╭─ DOCUMENT SEGMENT

Dirt Roads and Shakespeare
Mar. 11, 2008
So Why Do I Feel Guilty?
I seem to have hurt my good friend's feelings, although I'm not sure how I could have avoided it, so I'm feeling... whatever goes along with that. I've been trying to start up a playgroup for homeschoolers, and my friend wants to come to be involved because she lives out in the middle of nowhere and is home all day with her 5 really little kids which she homeschools. She was involved in a “Christian” homeschool support group (I use the term lightly) and was made to feel unwelcome, she wouldn't accuse them of anything, but some other things lead me to believe it was because her family is Catholic. (I don't particularly like those people, they're cliquish as highschool girls. The support group, that is-- not Catholics.)
 So my friend has called to ask me-- two days in a row now-- why we can't meet at a different park where she could be included. I feel awful. The whole POINT of the playgroup was to meet at a park out here so those of us in the south part of the county would have some way to meet up without driving so far. That was the whole raison d'etre of the thing!

╰─

> **PROBLEM SET**
(A) In the blog post about the homeschool playgroup, why does the writer want the group to meet at a park out in their own area?
(B) In the playgroup blog post, how many days in a row has the friend called to ask about meeting at a different park?
(C) Write the next part of the blog post about the playgroup, picking up right after its last sentence.

╭─ MATERIAL PROVIDED

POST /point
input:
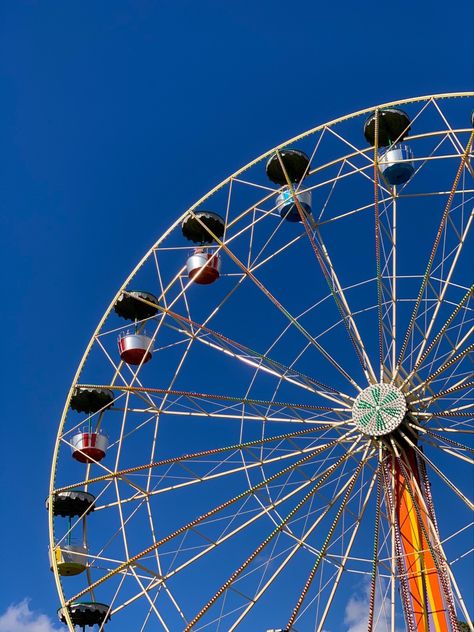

╰─

> **ANSWERS TO THE EXERCISE**
(A) The whole point of the playgroup was to meet at a park out there so that families in the south part of the county would have a way to get together without driving so far.

(B) Two days in a row.

(C)
 My friend lives way up in the north part of the county. (In our county, the population is in the center, and the north and south ends are the boondocks.) From the park we want to meet at, it's a good hour of driving, on winding, narrow roads, one lane bridges and logging trucks. Not fun.
 So now I don't know what to do. If I was willing to drive the 35 minutes further to the next park, there wouldn't have been any need for me to try to start up this playgroup! But I know how she feels. We're pretty isolated out here, and it gets really hard to see your kids alone day after day, even if they have each other for best friends...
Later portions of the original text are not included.